Referring expression data:
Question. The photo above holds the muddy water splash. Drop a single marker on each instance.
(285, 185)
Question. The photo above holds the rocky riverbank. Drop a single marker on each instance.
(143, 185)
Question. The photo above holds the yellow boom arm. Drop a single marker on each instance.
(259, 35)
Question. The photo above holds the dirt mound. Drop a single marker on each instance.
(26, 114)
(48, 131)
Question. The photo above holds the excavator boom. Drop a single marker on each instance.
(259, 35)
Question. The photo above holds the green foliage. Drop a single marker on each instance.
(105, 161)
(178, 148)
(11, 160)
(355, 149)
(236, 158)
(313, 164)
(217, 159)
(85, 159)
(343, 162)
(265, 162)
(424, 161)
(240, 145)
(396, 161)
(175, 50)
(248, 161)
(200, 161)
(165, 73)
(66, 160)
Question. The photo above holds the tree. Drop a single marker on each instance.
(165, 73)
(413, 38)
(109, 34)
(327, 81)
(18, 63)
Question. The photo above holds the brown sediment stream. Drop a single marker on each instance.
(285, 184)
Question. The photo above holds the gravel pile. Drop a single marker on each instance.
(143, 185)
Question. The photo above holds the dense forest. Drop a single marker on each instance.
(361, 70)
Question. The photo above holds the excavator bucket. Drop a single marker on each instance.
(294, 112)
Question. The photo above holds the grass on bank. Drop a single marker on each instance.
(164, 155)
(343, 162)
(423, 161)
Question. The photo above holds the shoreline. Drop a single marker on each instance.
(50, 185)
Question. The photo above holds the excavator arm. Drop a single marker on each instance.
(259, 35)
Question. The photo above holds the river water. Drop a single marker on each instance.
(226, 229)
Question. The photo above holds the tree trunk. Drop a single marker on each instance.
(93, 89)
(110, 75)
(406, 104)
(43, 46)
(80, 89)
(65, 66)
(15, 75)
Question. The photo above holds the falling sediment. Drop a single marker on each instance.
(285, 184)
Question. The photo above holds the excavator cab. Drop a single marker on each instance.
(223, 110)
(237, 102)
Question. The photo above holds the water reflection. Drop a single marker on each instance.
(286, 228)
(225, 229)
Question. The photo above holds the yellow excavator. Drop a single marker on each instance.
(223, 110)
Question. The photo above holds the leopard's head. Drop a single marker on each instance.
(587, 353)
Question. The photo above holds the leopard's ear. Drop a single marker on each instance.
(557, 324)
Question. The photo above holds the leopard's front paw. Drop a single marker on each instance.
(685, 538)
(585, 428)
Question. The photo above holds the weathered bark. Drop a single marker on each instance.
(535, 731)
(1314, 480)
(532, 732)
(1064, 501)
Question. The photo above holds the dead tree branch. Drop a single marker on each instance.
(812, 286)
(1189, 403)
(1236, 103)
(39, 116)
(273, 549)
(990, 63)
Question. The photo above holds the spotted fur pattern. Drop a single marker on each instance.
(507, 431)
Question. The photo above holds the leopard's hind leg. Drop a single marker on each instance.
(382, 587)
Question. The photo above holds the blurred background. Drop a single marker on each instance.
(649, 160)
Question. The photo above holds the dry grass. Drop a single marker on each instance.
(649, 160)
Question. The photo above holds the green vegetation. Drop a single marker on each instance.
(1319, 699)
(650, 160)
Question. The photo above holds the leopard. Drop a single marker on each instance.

Exercise aim » Could you output every entry above exactly as it stands?

Task answer »
Question. The photo above holds the muddy water splash. Drop a single marker on each instance.
(285, 185)
Question. The photo above holds the rocky riverbank. Drop a single marker on each instance.
(143, 185)
Question. The photo above holds the yellow boom arm. Drop a single marker on each instance.
(259, 35)
Question. The photo above holds the dirt mound. Drop a single marker on each instance.
(26, 114)
(48, 131)
Question. The photo above holds the excavator boom. Drop a single marker on each instance.
(259, 35)
Question. The photo above holds the green foliage. Drop a single marker on each instance.
(105, 161)
(178, 148)
(11, 160)
(355, 149)
(236, 158)
(313, 164)
(217, 159)
(85, 159)
(343, 162)
(265, 162)
(424, 161)
(240, 145)
(396, 161)
(175, 50)
(248, 161)
(200, 161)
(165, 73)
(66, 160)
Question. The photo above holds the tree. Drop a single marker on each instance.
(165, 73)
(413, 38)
(109, 34)
(327, 81)
(18, 63)
Question. The photo above holds the brown sediment stream. Drop a single marker on each instance.
(285, 184)
Question. The photo above holds the gravel pile. Drop a single marker on each instance.
(143, 185)
Question. The photo above holds the dense forest. Drop a single marker on each instance.
(361, 70)
Question. The photo above holds the excavator bucket. Drop a single marker on each instance.
(294, 112)
Question. The photo above holds the grass on bank. Drop a single marker on each instance.
(164, 155)
(343, 162)
(423, 161)
Question. The photo above holds the shoreline. Drop a single marker on each instance.
(50, 185)
Question. The photo above holds the excavator arm. Drop a single marker on each instance.
(259, 35)
Question. The photo above holds the river water. Drop a single marker on each instance.
(226, 229)
Question. The photo above holds the tree trunk. Drop a single marker on each instance.
(93, 89)
(110, 75)
(406, 104)
(43, 46)
(80, 89)
(65, 66)
(15, 75)
Question. The photo above holds the falling sediment. Drop a single marker on each instance.
(285, 184)
Question. The photo above holds the excavator cab. Drop a single marker on each instance.
(223, 110)
(237, 102)
Question. The photo above holds the water reflection. Drop a single marker on each instance.
(286, 228)
(225, 229)
Question. The photo above holds the yellow excavator. Drop a single marker on each instance.
(223, 110)
Question. The photo above holds the leopard's head. Drop a single marker on each instance.
(587, 353)
Question. The photo above holds the leopard's ear. Drop a single marker on each instance.
(557, 324)
Question. The photo above holds the leopard's front paw. Drop a single marker on each instance.
(685, 538)
(585, 428)
Question. The photo above holds the weathered bark. Drop a single marker on each instance.
(535, 731)
(1314, 480)
(532, 732)
(1064, 501)
Question. The photo above holds the dead tree branch. Drop a single marker on each instance.
(812, 286)
(1189, 403)
(1236, 103)
(39, 116)
(273, 549)
(990, 63)
Question. The photo above holds the spotted fur pattern. Drop a single marker on each instance.
(507, 431)
Question. The photo above holds the leopard's hind leg. Drop a single marker on each instance.
(382, 587)
Question. The photo above holds the blurred background. Drop a single marker on each instance.
(649, 160)
Question. The photo above holds the dry grass. Drop a single marker on each instance.
(649, 160)
Question. The photo above holds the green vegetation. Drop a single marker on each instance.
(1319, 699)
(650, 160)
Question. The photo above holds the leopard. Drop a single marker on each instance.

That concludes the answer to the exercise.